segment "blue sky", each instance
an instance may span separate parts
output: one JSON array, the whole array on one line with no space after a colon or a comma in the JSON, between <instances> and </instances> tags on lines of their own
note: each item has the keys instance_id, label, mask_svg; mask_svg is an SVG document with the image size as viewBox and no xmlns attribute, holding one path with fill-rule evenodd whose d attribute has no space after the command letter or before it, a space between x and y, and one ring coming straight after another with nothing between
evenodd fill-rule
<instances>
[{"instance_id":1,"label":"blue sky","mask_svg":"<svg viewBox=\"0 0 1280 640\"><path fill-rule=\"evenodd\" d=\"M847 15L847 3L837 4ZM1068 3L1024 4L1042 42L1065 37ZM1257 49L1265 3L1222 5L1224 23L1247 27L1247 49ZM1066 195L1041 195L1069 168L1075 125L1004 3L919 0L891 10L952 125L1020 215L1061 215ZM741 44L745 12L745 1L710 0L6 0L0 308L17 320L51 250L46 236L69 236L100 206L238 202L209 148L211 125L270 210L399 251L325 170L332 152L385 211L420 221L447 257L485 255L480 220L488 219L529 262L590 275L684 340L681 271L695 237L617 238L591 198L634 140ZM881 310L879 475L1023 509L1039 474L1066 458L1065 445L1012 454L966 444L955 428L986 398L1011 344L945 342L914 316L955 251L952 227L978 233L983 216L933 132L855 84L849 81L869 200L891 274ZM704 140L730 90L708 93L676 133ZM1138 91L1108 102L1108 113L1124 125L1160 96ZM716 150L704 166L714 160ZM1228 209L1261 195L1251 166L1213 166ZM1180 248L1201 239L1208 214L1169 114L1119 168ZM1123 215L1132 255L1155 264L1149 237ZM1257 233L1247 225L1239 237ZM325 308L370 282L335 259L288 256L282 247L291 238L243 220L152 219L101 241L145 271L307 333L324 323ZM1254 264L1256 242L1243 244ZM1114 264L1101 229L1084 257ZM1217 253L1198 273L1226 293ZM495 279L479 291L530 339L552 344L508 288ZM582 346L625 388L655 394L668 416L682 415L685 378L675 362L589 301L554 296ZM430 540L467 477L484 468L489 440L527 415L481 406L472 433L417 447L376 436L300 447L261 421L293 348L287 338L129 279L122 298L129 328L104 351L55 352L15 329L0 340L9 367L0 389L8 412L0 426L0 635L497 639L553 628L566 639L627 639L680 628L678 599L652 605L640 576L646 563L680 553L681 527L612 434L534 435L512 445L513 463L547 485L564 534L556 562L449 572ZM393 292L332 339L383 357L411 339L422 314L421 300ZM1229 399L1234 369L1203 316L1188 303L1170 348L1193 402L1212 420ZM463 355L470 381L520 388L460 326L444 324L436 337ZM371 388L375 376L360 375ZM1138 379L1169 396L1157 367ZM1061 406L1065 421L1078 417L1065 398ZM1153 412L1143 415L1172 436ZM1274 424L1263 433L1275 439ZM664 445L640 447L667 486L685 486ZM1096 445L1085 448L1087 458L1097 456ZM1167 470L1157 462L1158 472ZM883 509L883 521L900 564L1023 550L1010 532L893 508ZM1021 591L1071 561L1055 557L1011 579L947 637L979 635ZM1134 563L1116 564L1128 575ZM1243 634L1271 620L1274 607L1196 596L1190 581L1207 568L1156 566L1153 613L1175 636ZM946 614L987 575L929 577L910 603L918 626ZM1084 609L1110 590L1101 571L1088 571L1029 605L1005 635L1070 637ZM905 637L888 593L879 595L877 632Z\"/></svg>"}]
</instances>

→ Exercise brief
Retype every record above exactly as it appears.

→ Expected output
segment "blue sky", each instance
an instance may span separate parts
output: one JSON array, the whole array on one line with no space after a colon or a comma in the JSON, between <instances> and </instances> tags on lines of their own
note: each item has the keys instance_id, label, mask_svg; mask_svg is an SVG document with the image size as viewBox and no xmlns attribute, holding one path with fill-rule evenodd whose d attribute has no space after the command letter or before it, a space between x and y, and one ring coming straight after another with nothing between
evenodd fill-rule
<instances>
[{"instance_id":1,"label":"blue sky","mask_svg":"<svg viewBox=\"0 0 1280 640\"><path fill-rule=\"evenodd\" d=\"M847 15L847 3L837 4ZM1068 3L1024 4L1042 42L1065 37ZM1257 49L1265 3L1222 5L1224 23L1247 27L1247 49ZM1066 195L1041 195L1069 168L1075 125L1004 3L919 0L891 10L952 125L1020 215L1061 215ZM741 44L745 12L745 1L710 0L6 0L0 308L17 320L51 250L46 236L69 236L100 206L238 202L209 148L211 125L270 210L399 251L325 170L332 152L385 211L420 221L447 257L485 255L480 220L488 219L529 262L590 275L684 340L681 271L695 237L617 238L591 198L634 140ZM881 310L879 475L1023 509L1039 474L1066 458L1065 445L1012 454L966 444L955 428L986 398L1011 344L945 342L914 316L955 251L952 227L978 233L983 216L933 132L855 84L849 81L869 200L891 274ZM704 140L730 90L708 93L676 133ZM1138 91L1108 102L1108 113L1124 125L1160 96ZM716 150L704 166L714 160ZM1228 209L1261 195L1251 166L1213 166ZM1180 248L1201 239L1208 214L1169 114L1119 168ZM1123 215L1132 255L1155 264L1149 237ZM1257 233L1247 225L1239 237ZM325 308L370 282L335 259L288 256L282 247L291 238L243 220L152 219L101 241L145 271L307 333L324 323ZM1254 264L1256 242L1243 244ZM1114 264L1101 229L1084 257ZM1217 253L1198 273L1226 293ZM495 279L479 291L530 339L552 344L508 288ZM582 346L625 388L655 394L668 416L682 415L685 378L675 362L589 301L554 296ZM430 540L467 477L484 468L489 440L527 415L481 406L472 433L417 447L376 436L300 447L261 421L293 348L287 338L129 279L122 298L129 328L104 351L55 352L15 329L0 340L9 367L0 389L8 412L0 426L0 635L497 639L553 628L566 639L627 639L680 628L678 599L652 605L640 576L646 563L680 553L681 527L612 434L534 435L512 445L513 463L547 485L564 534L556 562L449 572ZM393 292L332 339L383 357L411 339L422 314L421 300ZM1229 399L1234 369L1203 316L1188 303L1170 348L1193 402L1212 420ZM463 355L470 381L520 388L460 326L444 324L436 337ZM371 388L375 376L360 375ZM1138 379L1169 396L1157 367ZM1061 406L1065 421L1078 417L1065 398ZM1153 412L1143 415L1172 436ZM1274 424L1263 433L1275 439ZM664 445L640 447L667 486L685 486ZM1096 445L1085 448L1087 458L1097 456ZM1167 470L1157 462L1158 472ZM883 509L883 521L900 564L1023 550L1010 532L893 508ZM1021 591L1071 561L1055 557L1011 579L947 637L979 635ZM1134 563L1116 564L1128 575ZM1243 634L1271 620L1274 607L1196 596L1190 581L1207 568L1156 566L1153 613L1175 636ZM946 614L987 575L929 577L910 603L918 626ZM1084 609L1110 590L1101 571L1088 571L1029 605L1005 635L1070 637ZM905 637L888 593L879 595L877 632Z\"/></svg>"}]
</instances>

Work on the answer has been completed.